* SOURCE EXCERPT:
□ □ □ □ □

Beispiel #1
0
void start_radiosity(long val)
#endif
{
    static long state = 0 ;
    long i;
    long total_rad_time, max_rad_time, min_rad_time;
    long total_refine_time, max_refine_time, min_refine_time;
    long total_wait_time, max_wait_time, min_wait_time;
    long total_vertex_time, max_vertex_time, min_vertex_time;

#if defined(SGI_GL) && defined(GL_NASA)
    long val ;

    val = g_get_choice_val( ap, &choices[0] ) ;
#endif

    if( val == CHOICE_RAD_RUN )
        {
            if( state == -1 )
                {
                    printf( "Please reset first\007\n" ) ;
                    return ;
                }

            /* Time stamp */
            CLOCK( time_rad_start ) ;


            global->index = 0;

            /* Create slave processes */
            for (i = 0 ; i < n_processors ; i++ )
                {
                    taskqueue_id[i] = assign_taskq(0) ;
                }

            /* And start processing */
            CREATE(radiosity, n_processors);
            WAIT_FOR_END(n_processors);
            /* Time stamp */
            CLOCK( time_rad_end );

            /* Print out running time */
            /* Print out running time */
            printf("TIMING STATISTICS MEASURED BY MAIN PROCESS:\n");

            print_running_time(0);

            if (dostats) {
                printf("\n\n\nPER-PROCESS STATISTICS:\n");

                printf("%8s%20s%20s%12s%12s\n","Proc","Total","Refine","Wait","Smooth");
                printf("%8s%20s%20s%12s%12s\n\n","","Time","Time","Time","Time")
                    ;
                for (i = 0; i < n_processors; i++)
                    printf("%8ld%20lu%20lu%12lu%12lu\n",i,timing[i]->rad_time, timing[i]->refine_time, timing[i]->wait_time, timing[i]->vertex_time);

                total_rad_time = timing[0]->rad_time;
                max_rad_time = timing[0]->rad_time;
                min_rad_time = timing[0]->rad_time;

                total_refine_time = timing[0]->refine_time;
                max_refine_time = timing[0]->refine_time;
                min_refine_time = timing[0]->refine_time;

                total_wait_time = timing[0]->wait_time;
                max_wait_time = timing[0]->wait_time;
                min_wait_time = timing[0]->wait_time;

                total_vertex_time = timing[0]->vertex_time;
                max_vertex_time = timing[0]->vertex_time;
                min_vertex_time = timing[0]->vertex_time;

                for (i = 1; i < n_processors; i++) {
                    total_rad_time += timing[i]->rad_time;
                    if (timing[i]->rad_time > max_rad_time)

□ □ □ □ □

(Photo-based point labeling data)
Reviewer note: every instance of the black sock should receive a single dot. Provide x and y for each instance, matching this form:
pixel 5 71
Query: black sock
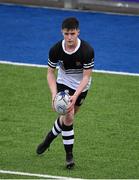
pixel 68 137
pixel 56 130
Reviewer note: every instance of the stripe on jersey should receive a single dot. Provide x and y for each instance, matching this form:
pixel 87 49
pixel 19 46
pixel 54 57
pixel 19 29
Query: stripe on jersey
pixel 89 65
pixel 51 64
pixel 74 71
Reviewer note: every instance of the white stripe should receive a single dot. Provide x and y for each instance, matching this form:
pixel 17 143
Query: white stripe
pixel 57 126
pixel 36 175
pixel 68 142
pixel 54 132
pixel 68 133
pixel 45 66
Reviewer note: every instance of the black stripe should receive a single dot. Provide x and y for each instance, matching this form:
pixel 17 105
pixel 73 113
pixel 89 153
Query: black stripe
pixel 68 137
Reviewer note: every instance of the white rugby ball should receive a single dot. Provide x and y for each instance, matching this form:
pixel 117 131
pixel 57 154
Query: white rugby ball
pixel 61 102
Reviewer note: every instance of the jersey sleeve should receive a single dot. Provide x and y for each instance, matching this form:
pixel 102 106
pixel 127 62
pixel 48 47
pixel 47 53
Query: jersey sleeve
pixel 53 58
pixel 89 58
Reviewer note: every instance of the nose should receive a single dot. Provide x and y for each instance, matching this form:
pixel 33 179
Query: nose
pixel 69 36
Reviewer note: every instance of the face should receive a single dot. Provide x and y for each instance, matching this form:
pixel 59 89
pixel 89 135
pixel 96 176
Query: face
pixel 70 36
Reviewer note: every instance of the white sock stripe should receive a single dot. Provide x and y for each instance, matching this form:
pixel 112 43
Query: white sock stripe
pixel 68 142
pixel 57 126
pixel 54 132
pixel 68 133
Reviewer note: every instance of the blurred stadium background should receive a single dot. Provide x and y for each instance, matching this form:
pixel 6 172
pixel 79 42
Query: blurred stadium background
pixel 118 6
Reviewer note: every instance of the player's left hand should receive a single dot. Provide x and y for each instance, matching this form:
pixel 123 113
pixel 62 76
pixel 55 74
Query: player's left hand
pixel 72 103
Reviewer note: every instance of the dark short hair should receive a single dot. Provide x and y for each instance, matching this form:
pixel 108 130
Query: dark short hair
pixel 70 23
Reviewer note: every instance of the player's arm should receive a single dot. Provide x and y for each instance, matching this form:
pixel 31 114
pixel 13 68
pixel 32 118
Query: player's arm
pixel 51 79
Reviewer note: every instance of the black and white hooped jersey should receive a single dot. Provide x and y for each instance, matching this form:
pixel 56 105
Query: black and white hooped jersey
pixel 71 64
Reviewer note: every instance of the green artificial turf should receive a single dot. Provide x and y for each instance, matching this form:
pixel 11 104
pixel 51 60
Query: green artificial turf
pixel 106 128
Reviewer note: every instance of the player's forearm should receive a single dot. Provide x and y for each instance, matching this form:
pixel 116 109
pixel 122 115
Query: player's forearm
pixel 82 86
pixel 52 83
pixel 84 82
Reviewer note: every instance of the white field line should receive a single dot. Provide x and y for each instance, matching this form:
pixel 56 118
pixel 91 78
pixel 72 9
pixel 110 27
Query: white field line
pixel 45 66
pixel 37 175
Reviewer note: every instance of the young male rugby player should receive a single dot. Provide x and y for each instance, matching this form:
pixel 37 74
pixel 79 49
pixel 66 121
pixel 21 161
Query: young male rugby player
pixel 75 58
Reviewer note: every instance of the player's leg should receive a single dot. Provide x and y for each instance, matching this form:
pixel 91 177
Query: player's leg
pixel 68 131
pixel 68 137
pixel 55 131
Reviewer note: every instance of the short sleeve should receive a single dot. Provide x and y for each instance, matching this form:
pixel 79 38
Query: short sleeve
pixel 53 57
pixel 88 58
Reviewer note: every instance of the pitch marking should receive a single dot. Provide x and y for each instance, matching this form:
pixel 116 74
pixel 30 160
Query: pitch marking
pixel 45 66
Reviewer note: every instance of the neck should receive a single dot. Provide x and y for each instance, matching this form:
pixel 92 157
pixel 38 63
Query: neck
pixel 72 47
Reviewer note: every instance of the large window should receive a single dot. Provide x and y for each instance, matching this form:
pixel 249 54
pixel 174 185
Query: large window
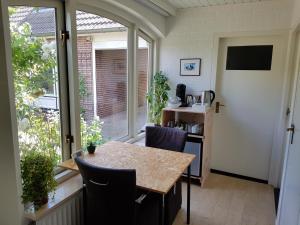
pixel 102 69
pixel 143 62
pixel 40 107
pixel 45 101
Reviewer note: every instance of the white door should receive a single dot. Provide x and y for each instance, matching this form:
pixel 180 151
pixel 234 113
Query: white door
pixel 243 130
pixel 289 209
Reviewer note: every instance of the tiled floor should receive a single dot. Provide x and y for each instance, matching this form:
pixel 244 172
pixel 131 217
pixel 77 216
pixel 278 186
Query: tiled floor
pixel 229 201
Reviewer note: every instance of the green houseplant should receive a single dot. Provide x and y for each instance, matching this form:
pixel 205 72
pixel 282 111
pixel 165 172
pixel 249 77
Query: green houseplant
pixel 37 171
pixel 157 97
pixel 91 134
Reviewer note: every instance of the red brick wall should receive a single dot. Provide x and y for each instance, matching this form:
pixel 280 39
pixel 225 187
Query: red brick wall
pixel 111 78
pixel 142 67
pixel 85 69
pixel 111 70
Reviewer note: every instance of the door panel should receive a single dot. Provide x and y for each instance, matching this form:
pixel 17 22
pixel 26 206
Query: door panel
pixel 290 199
pixel 244 128
pixel 40 78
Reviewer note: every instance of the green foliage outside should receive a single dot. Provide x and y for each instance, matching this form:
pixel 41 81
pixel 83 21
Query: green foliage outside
pixel 34 64
pixel 37 170
pixel 157 97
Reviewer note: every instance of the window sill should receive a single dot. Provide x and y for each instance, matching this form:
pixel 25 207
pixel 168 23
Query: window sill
pixel 64 192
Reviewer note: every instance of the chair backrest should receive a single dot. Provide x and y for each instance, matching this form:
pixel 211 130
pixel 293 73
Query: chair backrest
pixel 165 138
pixel 109 194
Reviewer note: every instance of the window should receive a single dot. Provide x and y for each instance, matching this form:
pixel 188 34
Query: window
pixel 45 102
pixel 102 69
pixel 143 62
pixel 42 120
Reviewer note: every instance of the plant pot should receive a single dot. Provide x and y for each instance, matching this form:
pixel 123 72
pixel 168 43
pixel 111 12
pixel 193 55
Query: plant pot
pixel 40 202
pixel 91 149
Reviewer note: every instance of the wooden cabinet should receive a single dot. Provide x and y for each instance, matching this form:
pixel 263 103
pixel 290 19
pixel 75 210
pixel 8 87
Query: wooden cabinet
pixel 188 115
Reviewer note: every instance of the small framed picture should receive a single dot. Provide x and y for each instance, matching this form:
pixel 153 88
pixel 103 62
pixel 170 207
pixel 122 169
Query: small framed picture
pixel 190 67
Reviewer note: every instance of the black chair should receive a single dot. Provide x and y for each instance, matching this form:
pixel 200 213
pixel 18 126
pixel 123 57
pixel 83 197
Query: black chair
pixel 170 139
pixel 110 197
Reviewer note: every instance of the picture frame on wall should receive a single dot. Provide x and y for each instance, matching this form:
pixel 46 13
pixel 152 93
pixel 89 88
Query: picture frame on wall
pixel 190 67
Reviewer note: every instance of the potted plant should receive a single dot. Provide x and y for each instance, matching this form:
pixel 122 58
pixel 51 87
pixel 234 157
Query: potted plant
pixel 92 135
pixel 91 147
pixel 37 171
pixel 157 97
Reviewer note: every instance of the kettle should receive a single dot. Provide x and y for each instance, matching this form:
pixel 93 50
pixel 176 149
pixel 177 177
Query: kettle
pixel 207 97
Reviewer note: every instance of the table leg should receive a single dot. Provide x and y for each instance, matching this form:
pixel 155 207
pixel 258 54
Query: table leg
pixel 188 200
pixel 162 211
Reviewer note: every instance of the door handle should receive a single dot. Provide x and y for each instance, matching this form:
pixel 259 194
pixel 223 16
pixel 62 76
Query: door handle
pixel 292 130
pixel 218 104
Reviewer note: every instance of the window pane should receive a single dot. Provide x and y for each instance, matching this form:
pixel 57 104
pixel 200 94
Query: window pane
pixel 36 79
pixel 102 65
pixel 142 72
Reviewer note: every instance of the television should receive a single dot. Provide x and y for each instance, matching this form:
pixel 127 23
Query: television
pixel 257 57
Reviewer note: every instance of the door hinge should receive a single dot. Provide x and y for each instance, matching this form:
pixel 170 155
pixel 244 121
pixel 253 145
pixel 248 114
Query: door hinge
pixel 288 111
pixel 69 139
pixel 292 130
pixel 64 36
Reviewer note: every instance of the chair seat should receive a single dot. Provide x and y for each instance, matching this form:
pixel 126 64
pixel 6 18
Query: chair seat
pixel 149 211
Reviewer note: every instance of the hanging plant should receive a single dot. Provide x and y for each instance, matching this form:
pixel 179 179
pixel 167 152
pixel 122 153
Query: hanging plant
pixel 157 97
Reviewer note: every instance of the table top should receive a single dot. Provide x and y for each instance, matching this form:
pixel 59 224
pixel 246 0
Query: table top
pixel 157 170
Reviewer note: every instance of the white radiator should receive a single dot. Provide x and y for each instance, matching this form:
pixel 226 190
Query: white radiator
pixel 69 213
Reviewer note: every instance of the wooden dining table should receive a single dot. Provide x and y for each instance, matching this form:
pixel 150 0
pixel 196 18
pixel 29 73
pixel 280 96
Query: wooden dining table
pixel 157 170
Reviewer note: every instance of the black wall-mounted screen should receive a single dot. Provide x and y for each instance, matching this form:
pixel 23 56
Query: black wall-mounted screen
pixel 249 57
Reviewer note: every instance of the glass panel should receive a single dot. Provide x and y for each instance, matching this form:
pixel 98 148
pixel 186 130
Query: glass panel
pixel 34 63
pixel 102 65
pixel 142 61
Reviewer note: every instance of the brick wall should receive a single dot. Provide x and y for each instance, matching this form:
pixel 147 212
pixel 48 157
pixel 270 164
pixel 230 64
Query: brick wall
pixel 85 69
pixel 142 66
pixel 111 78
pixel 111 70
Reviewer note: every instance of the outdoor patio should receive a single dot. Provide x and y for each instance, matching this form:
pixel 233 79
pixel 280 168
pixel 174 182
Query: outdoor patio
pixel 116 125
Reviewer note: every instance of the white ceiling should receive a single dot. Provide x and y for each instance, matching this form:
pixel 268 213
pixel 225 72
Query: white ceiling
pixel 179 4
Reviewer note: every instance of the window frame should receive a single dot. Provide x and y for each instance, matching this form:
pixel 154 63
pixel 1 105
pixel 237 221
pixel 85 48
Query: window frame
pixel 61 66
pixel 150 70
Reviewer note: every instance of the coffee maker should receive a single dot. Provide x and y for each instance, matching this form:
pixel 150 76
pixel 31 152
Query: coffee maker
pixel 180 93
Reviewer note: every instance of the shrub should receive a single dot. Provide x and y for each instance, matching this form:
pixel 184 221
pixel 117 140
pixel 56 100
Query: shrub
pixel 37 171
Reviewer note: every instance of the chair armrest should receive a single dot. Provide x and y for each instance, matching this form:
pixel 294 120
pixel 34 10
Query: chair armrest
pixel 140 199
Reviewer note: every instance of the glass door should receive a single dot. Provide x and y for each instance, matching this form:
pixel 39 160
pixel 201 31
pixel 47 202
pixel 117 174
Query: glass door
pixel 40 79
pixel 144 67
pixel 102 54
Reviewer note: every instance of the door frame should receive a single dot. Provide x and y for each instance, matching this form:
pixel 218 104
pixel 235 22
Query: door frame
pixel 61 65
pixel 276 157
pixel 295 65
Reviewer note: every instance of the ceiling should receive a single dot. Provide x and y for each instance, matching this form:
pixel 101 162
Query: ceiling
pixel 179 4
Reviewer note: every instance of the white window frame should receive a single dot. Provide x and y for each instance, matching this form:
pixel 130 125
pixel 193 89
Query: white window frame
pixel 62 69
pixel 150 70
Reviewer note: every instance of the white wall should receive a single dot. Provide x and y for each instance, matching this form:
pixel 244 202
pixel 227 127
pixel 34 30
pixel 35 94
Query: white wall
pixel 296 13
pixel 191 34
pixel 10 207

□ □ □ □ □

* PROMPT 1: In the radiosity code, explain why start_radiosity returns without running when state equals -1. Answer in one to three sentences.
* PROMPT 2: Write out the part of the radiosity code that begins at the words "#if defined(SGI_GL) &&" and stops after "state == -1 )".

* CORRECT ANSWER 1: When val equals CHOICE_RAD_RUN and state is -1, the function prints the message "Please reset first" and returns. A reset must come before a new run can start.

* CORRECT ANSWER 2:
#if defined(SGI_GL) && defined(GL_NASA)
    long val ;

    val = g_get_choice_val( ap, &choices[0] ) ;
#endif

    if( val == CHOICE_RAD_RUN )
        {
            if( state == -1 )